--- begin Dataset ---

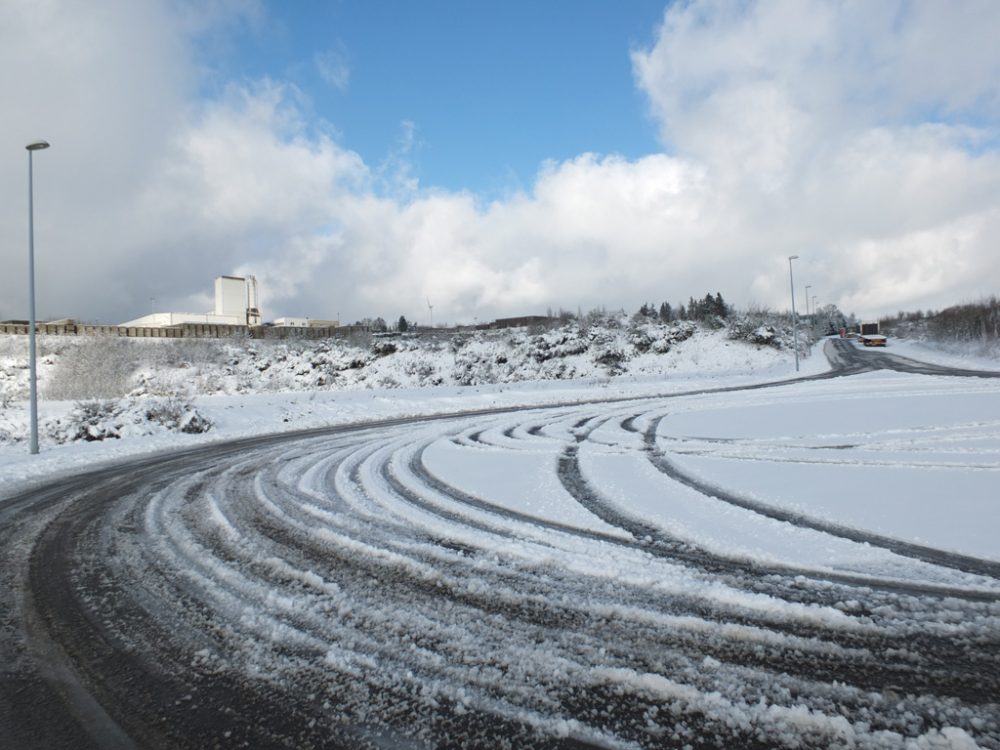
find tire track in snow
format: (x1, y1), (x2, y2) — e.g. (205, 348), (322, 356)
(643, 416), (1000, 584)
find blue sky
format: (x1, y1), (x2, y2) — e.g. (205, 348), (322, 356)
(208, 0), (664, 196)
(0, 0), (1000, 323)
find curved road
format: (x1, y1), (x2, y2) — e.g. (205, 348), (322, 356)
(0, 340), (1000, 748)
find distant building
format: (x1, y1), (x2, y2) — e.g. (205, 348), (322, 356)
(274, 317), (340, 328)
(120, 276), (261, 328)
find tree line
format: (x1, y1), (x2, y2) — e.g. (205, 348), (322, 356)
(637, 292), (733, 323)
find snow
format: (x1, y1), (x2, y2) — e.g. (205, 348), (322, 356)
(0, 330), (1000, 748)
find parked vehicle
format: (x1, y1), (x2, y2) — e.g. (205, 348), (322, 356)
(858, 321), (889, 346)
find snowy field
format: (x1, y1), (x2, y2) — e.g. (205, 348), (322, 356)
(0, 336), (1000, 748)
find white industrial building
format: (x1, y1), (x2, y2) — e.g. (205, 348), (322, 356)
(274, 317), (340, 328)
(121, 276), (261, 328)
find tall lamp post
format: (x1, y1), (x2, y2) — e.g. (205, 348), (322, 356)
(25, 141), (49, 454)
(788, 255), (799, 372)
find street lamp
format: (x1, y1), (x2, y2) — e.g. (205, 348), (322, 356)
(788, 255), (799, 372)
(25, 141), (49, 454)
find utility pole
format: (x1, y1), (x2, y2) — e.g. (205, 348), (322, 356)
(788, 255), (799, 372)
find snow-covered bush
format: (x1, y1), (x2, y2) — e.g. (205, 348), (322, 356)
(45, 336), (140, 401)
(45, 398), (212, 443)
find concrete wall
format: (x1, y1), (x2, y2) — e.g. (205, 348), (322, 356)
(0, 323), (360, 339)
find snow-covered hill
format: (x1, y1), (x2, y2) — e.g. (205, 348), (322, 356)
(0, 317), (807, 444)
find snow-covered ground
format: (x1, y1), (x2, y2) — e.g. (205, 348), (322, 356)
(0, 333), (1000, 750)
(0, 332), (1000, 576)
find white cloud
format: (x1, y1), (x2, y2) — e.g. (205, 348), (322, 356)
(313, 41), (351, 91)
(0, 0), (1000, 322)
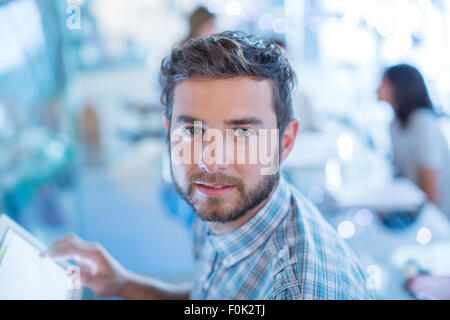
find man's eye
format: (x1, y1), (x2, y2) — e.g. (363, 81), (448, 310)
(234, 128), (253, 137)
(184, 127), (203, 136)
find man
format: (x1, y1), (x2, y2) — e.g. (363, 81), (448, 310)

--- end Dataset ---

## Set exercise
Repeat the lines of the records between the line holding "find curved road" and the line holding "(0, 317), (807, 444)", inclusive.

## The solution
find curved road
format: (x1, y1), (x2, y2) — e.g. (205, 348), (322, 356)
(0, 340), (1000, 748)
find distant building
format: (x1, y1), (x2, y2) — e.g. (205, 348), (322, 356)
(274, 317), (340, 328)
(120, 276), (261, 328)
find tree line
format: (x1, y1), (x2, y2) — e.g. (205, 348), (322, 356)
(637, 292), (733, 323)
find snow
format: (x1, y1), (x2, y2) — e.g. (205, 348), (322, 356)
(0, 330), (1000, 748)
find parked vehicle
format: (x1, y1), (x2, y2) — e.g. (205, 348), (322, 356)
(858, 321), (889, 346)
find snowy field
format: (x1, y1), (x2, y2) — e.g. (205, 348), (322, 356)
(0, 336), (1000, 748)
find white industrial building
format: (x1, y1), (x2, y2) — e.g. (205, 348), (322, 356)
(274, 317), (340, 328)
(121, 276), (261, 328)
find tall lamp post
format: (x1, y1), (x2, y2) — e.g. (205, 348), (322, 356)
(25, 141), (49, 454)
(788, 255), (799, 372)
find street lamp
format: (x1, y1), (x2, y2) — e.g. (205, 348), (322, 356)
(788, 255), (799, 372)
(25, 141), (49, 454)
find utility pole
format: (x1, y1), (x2, y2) — e.g. (205, 348), (322, 356)
(788, 255), (799, 372)
find snow-covered bush
format: (x1, y1), (x2, y2) — e.g. (205, 348), (322, 356)
(45, 336), (140, 401)
(45, 398), (212, 443)
find concrete wall
format: (x1, y1), (x2, y2) — e.g. (205, 348), (322, 356)
(0, 323), (360, 339)
find snow-covered hill
format: (x1, y1), (x2, y2) — e.g. (205, 348), (322, 356)
(0, 317), (807, 444)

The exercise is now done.